MURAT EMEN-EMEN&EMEN
Haftanın Ekonomik Görünümü 11-16 Temmuz 2011
İSTANBUL- Başbakan Recep Tayip Erdoğan’ın açıkladığı hükümet programında en önemli konu olarak ekonominin soğutulmaya devam edileceği yer aldı. Bu arada işsizliğin azaltılması için esnek çalışma politikaları devreye gireceği belirtildi.
Başbakan Erdoğan’ın geçtiğimiz TBMM’de okuduğu 61.inci Hükümet Programından satırbaşları şöyle:
•Ekonomi soğutulmaya devam edecek,
•Çalışma hayatının en önemli sorunu olan kıdem tazminatı için fon kurulacak.
•İşsizliğin azaltılması için esnek çalışma politikaları devreye girecek.
•Özel sektörümüzün ve hane halkımızın borçlanmalarında daha makul miktarları, daha uzun vadeyi ve para birimi olarak TL’yi tercih etmeleri teşvik edilecek
•Merkez Bankasının bağımsızlığı devam edecek ,
• Kayıtdışılıkla mücadele edilecek
•Dalgalı kur rejimi ve enflasyon hedeflemesine devam edilecek,
•Doğrudan vergi toplamaya yönelik adımlar atılacak. Böylece kamu açıkları vatandaşın şikayet ettiği, dolaylı vergiler yerine gelir ve kurumlar vergisinden oluşan doğrudan vergilerle finanse edilecek.
İç Ekonomik Haberler :
•Bankacılıkta aktif büyüklük 1.1 trilyon lira
Türk bankacılık sektörünün aktif büyüklüğü Mayıs 2011 itibariyle 1 trilyon 115 milyar 396 milyon lira oldu. BDDK’nın kesinleşmemiş verilerine göre, 2011 yılı Mayıs ayı "Türk Bankacılık Sektörü Ana Göstergelerini" aşağıdaki gibi.

__Verilen Görev A__: Lütfen metinde "Başbakan Erdoğan’ın geçtiğimiz" ile başlayıp "için fon kurulacak." ifadesine kadar süren bölümü hiç değiştirmeden yazın.
__Verilen Görev B__: Metni iki cümleyle özetleyin.

__Gösterilen Veriler__:
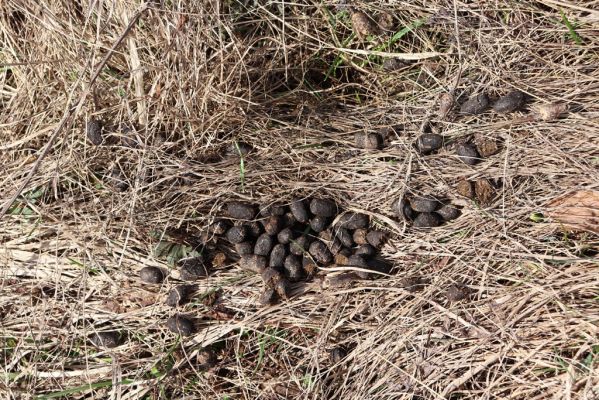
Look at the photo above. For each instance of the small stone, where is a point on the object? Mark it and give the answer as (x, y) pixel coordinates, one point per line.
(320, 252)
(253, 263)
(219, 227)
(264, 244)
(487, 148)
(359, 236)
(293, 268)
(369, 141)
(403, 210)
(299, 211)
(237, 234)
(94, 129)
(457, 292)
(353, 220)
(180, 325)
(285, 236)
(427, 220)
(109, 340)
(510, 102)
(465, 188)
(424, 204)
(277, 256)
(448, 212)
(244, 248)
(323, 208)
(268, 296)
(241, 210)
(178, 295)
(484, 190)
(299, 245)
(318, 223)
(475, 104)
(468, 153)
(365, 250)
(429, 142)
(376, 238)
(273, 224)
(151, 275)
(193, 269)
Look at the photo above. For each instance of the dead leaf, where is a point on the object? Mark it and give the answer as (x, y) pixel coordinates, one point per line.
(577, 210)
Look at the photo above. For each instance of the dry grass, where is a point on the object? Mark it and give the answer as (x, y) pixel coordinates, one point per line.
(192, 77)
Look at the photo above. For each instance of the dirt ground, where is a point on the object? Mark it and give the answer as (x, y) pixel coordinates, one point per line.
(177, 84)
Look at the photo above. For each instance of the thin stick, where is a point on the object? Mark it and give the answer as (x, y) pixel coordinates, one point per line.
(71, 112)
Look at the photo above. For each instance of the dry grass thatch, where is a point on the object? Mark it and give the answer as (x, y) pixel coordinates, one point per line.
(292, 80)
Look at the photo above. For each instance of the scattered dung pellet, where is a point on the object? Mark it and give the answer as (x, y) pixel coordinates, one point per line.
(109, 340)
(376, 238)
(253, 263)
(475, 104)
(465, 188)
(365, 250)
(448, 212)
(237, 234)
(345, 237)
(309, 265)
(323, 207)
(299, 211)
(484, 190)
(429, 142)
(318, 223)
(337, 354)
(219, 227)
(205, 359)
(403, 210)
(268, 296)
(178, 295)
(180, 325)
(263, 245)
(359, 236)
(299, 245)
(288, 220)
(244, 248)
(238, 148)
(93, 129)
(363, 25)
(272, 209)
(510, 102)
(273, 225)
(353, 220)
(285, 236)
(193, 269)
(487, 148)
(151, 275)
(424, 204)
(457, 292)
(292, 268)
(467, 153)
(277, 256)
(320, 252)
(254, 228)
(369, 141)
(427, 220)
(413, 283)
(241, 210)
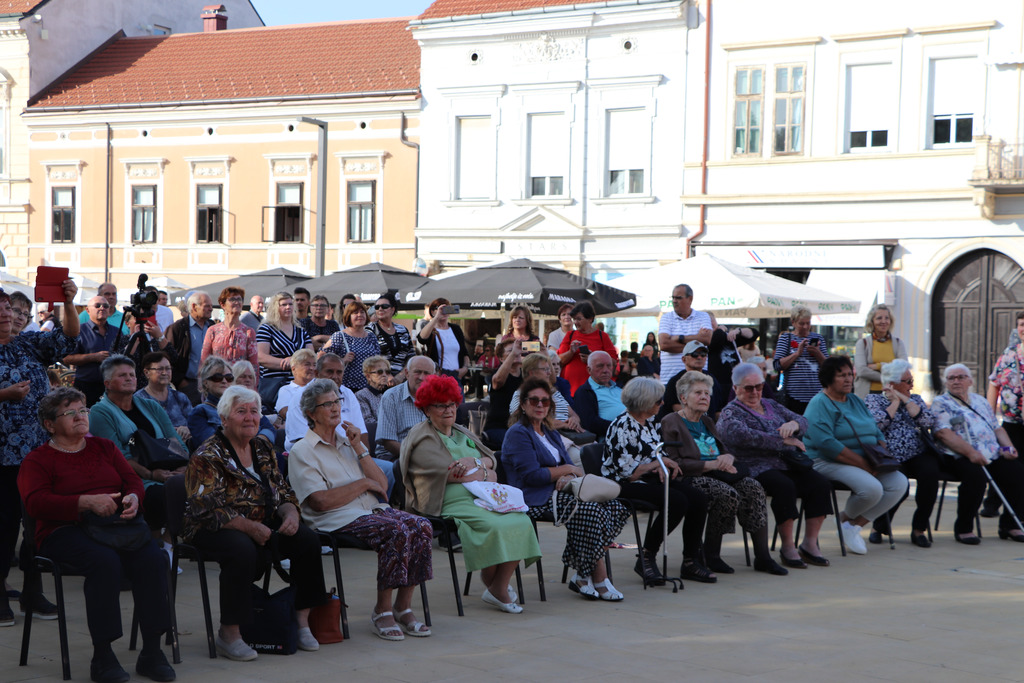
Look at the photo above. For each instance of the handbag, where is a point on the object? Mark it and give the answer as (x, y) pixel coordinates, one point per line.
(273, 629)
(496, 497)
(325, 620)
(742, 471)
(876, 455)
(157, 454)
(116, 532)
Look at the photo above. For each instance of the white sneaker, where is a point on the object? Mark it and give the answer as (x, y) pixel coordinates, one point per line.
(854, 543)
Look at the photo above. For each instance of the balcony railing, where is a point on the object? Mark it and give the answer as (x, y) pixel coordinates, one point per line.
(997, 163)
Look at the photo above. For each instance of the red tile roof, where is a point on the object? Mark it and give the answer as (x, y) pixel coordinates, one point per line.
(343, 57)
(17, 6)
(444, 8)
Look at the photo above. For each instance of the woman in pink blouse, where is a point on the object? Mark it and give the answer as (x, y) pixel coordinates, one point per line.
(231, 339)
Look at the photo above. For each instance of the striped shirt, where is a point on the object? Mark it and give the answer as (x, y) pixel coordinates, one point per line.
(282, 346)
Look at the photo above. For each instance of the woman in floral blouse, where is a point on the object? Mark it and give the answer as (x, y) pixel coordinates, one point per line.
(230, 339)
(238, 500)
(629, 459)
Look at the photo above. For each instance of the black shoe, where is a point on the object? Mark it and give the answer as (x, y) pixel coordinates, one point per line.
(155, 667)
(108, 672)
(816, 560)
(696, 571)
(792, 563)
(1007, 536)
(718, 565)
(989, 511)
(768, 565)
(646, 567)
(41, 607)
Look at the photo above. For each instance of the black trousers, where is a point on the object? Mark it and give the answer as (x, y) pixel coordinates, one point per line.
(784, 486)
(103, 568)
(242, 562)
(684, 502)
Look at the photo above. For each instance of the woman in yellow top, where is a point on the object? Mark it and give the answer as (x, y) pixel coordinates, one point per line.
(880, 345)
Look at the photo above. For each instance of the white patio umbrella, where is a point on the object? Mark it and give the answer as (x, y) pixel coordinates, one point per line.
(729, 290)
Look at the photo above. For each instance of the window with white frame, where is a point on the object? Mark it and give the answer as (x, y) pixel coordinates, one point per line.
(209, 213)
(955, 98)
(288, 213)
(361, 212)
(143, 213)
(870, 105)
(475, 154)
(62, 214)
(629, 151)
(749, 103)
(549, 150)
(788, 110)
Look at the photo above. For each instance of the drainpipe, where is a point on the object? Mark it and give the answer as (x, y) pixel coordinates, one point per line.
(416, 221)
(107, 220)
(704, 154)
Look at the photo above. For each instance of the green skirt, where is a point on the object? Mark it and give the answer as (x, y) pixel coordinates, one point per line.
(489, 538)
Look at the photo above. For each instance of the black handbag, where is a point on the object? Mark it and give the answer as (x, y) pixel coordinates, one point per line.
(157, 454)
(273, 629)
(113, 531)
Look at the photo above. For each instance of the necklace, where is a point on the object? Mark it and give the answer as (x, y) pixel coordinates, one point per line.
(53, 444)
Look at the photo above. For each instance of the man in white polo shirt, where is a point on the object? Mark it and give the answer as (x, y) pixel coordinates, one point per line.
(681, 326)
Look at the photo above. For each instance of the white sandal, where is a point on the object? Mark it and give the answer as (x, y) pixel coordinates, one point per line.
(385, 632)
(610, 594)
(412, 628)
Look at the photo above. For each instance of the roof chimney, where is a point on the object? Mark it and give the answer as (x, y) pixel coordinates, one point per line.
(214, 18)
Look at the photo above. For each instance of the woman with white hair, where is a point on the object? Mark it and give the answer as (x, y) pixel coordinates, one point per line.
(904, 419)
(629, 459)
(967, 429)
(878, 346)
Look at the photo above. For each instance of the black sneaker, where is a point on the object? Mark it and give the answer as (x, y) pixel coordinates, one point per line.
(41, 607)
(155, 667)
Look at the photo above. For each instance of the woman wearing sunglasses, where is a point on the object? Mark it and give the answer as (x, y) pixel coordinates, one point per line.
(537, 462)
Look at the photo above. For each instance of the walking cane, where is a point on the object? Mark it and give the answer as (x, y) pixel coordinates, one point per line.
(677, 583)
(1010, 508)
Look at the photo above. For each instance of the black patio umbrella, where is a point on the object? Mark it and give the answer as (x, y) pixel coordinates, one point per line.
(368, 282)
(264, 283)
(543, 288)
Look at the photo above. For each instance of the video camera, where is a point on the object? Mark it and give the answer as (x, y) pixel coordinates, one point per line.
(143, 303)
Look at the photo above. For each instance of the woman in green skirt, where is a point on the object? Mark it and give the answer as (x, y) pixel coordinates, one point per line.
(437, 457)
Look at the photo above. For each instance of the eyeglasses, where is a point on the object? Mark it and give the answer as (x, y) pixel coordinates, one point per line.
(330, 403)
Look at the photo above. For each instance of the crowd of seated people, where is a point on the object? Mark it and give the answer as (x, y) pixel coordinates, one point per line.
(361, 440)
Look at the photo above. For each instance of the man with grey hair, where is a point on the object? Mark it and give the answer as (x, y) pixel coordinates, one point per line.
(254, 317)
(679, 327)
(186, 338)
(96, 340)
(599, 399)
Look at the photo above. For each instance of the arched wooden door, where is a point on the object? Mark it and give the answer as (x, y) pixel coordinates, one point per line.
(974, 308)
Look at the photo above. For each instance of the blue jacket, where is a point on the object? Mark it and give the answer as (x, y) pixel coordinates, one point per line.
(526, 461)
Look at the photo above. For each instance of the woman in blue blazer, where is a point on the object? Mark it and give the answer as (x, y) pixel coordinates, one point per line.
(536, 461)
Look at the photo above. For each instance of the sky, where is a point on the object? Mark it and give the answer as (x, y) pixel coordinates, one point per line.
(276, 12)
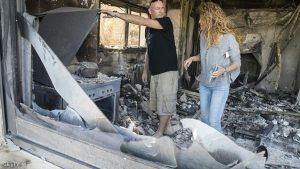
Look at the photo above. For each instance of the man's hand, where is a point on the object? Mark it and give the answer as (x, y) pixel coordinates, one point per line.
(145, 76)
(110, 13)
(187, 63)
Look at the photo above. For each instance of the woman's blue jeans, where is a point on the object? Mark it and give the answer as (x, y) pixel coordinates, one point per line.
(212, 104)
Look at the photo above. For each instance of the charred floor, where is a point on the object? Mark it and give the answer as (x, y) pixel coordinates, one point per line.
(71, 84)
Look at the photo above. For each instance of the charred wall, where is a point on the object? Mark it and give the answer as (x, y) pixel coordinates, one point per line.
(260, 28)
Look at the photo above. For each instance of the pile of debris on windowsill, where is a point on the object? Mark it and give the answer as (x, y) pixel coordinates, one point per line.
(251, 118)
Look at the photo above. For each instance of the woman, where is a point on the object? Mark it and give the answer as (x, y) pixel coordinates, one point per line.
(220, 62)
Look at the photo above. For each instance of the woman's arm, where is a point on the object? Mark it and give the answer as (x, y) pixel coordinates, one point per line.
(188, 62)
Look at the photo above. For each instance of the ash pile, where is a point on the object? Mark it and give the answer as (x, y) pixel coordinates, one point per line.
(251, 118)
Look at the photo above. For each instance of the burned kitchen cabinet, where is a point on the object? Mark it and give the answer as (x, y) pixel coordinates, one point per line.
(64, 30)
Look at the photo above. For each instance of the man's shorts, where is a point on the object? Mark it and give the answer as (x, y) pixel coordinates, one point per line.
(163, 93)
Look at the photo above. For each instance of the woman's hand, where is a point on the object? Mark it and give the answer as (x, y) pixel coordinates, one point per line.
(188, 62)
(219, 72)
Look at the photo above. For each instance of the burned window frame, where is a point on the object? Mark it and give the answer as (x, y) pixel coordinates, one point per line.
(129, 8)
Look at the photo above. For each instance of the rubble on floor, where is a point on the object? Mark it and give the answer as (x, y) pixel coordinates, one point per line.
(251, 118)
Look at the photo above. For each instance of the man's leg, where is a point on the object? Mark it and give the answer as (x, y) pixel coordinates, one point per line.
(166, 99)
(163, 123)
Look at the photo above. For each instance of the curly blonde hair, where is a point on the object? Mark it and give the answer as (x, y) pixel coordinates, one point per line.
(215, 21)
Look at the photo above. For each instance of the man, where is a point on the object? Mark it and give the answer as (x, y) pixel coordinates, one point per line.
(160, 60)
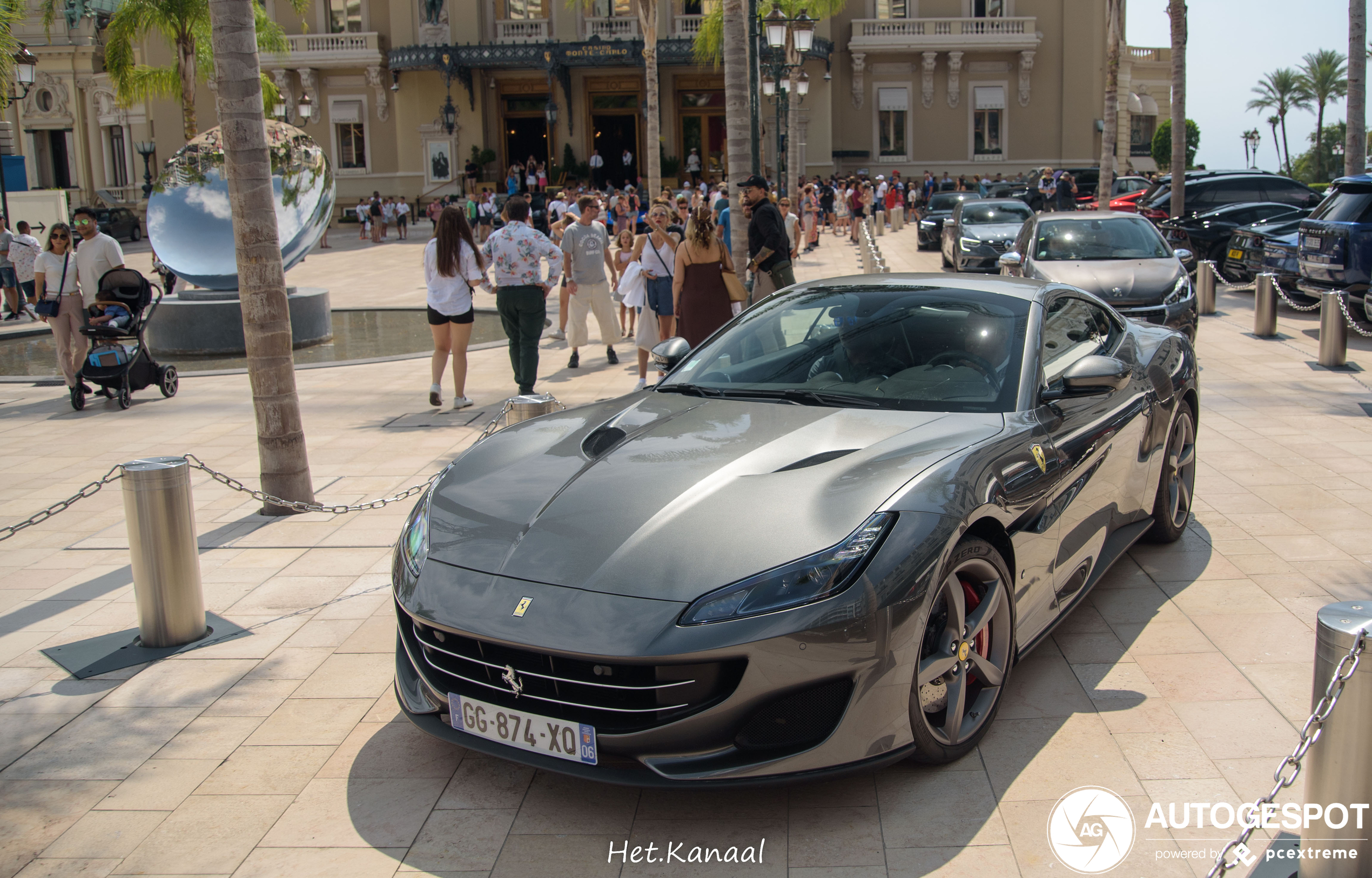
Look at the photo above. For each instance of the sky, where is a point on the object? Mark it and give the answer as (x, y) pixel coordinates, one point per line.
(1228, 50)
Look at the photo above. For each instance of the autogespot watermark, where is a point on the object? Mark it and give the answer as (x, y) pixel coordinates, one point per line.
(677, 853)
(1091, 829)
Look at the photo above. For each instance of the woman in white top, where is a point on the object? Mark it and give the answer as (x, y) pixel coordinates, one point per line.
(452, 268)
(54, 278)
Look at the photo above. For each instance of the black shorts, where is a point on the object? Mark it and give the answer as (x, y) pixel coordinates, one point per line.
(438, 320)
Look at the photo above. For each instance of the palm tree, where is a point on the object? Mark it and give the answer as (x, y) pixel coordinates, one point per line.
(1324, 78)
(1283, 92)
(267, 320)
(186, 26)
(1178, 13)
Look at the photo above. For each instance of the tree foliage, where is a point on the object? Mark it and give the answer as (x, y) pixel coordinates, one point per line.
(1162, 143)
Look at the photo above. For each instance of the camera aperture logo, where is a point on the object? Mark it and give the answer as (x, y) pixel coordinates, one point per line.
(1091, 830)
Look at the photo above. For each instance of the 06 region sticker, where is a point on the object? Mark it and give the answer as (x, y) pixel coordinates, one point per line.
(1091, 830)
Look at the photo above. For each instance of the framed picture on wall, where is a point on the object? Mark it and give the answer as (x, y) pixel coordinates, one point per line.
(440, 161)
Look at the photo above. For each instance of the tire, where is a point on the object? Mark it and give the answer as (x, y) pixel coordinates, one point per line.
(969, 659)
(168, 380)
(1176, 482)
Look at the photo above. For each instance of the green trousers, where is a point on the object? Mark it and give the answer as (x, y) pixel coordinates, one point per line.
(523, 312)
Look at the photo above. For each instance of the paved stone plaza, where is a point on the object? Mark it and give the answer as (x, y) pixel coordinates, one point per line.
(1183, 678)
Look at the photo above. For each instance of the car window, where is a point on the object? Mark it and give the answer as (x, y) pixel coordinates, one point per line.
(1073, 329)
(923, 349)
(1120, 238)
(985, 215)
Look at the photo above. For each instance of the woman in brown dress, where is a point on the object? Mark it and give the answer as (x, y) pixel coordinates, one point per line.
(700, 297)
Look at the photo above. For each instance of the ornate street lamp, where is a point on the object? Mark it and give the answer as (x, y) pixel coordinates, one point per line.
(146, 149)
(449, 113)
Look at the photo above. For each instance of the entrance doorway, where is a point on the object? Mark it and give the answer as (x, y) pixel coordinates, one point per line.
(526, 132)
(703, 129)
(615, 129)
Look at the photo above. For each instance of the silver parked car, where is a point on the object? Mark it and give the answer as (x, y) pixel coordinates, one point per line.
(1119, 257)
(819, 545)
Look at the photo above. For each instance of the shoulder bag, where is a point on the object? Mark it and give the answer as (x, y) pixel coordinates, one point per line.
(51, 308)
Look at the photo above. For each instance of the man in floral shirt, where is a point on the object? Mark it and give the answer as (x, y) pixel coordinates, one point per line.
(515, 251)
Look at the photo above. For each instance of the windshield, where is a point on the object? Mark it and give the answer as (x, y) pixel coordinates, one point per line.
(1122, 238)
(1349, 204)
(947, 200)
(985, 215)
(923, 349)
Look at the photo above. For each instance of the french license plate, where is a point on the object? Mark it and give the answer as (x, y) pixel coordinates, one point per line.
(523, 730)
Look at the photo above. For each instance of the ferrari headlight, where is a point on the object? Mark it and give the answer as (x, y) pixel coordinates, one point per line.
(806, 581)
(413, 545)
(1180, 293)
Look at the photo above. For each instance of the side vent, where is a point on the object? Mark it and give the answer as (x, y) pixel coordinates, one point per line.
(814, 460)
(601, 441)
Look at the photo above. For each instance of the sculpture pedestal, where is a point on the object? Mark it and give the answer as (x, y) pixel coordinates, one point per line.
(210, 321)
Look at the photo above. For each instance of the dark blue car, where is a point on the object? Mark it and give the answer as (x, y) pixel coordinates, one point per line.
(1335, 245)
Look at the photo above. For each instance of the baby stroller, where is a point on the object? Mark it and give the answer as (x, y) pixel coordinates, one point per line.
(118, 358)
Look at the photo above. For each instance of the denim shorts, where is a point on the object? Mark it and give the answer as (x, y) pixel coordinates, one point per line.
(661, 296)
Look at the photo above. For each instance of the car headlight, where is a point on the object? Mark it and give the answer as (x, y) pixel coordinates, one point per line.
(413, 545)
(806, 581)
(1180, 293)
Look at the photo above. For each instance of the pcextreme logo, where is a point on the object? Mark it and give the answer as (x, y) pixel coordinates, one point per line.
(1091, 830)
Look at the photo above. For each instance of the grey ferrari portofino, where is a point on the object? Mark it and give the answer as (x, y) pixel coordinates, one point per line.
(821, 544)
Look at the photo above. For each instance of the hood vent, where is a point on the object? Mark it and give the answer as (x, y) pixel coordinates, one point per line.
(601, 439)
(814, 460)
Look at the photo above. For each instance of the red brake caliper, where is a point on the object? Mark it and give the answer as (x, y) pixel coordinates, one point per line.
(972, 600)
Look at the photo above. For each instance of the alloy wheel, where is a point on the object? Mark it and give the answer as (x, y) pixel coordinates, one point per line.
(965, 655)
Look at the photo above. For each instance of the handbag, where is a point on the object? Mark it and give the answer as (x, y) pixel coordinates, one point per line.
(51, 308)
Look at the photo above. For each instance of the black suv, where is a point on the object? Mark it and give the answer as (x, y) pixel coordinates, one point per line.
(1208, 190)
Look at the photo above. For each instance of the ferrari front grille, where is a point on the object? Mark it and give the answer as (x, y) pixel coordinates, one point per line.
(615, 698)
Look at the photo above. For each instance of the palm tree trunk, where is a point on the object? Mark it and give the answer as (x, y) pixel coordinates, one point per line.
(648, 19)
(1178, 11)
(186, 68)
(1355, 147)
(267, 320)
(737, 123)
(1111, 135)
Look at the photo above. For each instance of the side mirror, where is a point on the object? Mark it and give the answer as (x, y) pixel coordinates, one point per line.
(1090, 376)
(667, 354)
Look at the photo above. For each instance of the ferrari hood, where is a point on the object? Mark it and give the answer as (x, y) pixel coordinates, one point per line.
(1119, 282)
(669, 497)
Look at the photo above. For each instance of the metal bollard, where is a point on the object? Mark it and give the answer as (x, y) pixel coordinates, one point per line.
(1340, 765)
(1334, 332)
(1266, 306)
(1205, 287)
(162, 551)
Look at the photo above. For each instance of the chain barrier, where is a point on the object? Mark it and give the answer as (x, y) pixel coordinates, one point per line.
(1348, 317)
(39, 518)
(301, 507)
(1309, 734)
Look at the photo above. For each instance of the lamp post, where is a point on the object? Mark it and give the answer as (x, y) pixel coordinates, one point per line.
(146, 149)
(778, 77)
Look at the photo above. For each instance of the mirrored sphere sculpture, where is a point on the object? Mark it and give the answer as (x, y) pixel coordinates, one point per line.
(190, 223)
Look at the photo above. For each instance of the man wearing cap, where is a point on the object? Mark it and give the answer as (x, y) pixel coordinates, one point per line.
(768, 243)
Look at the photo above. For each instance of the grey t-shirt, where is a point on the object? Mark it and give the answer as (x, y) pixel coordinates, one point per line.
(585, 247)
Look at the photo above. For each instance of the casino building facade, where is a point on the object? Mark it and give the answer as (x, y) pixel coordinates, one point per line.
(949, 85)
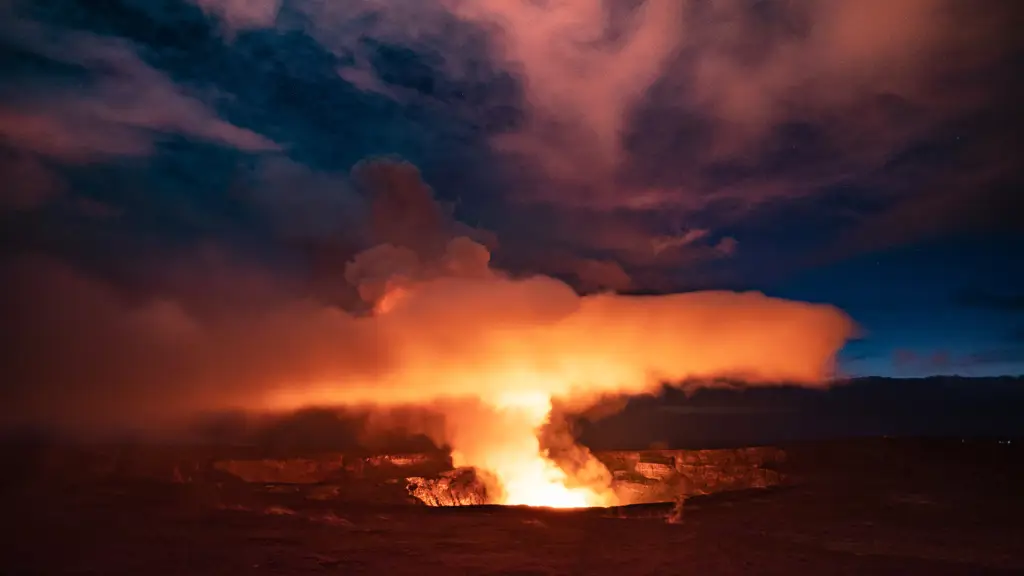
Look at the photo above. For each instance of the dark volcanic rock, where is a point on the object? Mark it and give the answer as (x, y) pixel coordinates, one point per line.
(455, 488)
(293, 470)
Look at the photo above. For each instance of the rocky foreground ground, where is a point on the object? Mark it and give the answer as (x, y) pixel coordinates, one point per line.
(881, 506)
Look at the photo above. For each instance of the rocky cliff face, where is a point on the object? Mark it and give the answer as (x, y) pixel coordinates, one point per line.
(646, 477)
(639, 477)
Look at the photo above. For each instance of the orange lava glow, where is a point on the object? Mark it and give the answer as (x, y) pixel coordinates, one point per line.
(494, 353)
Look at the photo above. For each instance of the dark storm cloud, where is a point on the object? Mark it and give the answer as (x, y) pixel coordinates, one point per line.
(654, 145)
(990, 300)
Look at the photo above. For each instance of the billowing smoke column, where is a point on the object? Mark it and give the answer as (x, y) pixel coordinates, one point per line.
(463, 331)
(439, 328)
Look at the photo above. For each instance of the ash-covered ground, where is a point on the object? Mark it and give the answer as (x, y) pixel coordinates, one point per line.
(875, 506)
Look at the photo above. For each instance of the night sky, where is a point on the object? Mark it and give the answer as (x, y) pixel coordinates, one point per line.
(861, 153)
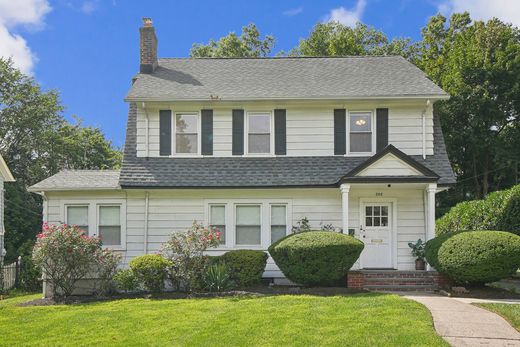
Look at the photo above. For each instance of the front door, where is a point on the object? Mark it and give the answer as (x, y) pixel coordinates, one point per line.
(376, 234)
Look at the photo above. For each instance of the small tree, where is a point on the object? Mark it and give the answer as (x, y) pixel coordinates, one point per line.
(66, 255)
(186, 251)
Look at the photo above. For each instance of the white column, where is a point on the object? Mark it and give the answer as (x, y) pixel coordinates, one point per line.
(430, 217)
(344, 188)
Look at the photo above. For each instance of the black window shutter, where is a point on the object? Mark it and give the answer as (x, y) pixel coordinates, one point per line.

__Sonuç A__:
Başbakan Erdoğan’ın geçtiğimiz TBMM’de okuduğu 61.inci Hükümet Programından satırbaşları şöyle:
•Ekonomi soğutulmaya devam edecek,
•Çalışma hayatının en önemli sorunu olan kıdem tazminatı için fon kurulacak.

__Sonuç B__: Başbakan Erdoğan'ın TBMM'de okuduğu 61. Hükümet Programı'nda ekonominin soğutulmaya devam edilmesi en önemli konu olarak yer alırken kıdem tazminatı için fon kurulması, işsizliğe karşı esnek çalışma politikaları, kayıt dışılıkla mücadele, Merkez Bankası bağımsızlığının, dalgalı kur rejiminin ve enflasyon hedeflemesinin sürdürülmesi ile doğrudan vergi toplamaya yönelik adımlar da programa girdi. BDDK'nın kesinleşmemiş verilerine göre Türk bankacılık sektörünün aktif büyüklüğü Mayıs 2011 itibarıyla 1 trilyon 115 milyar 396 milyon lira oldu.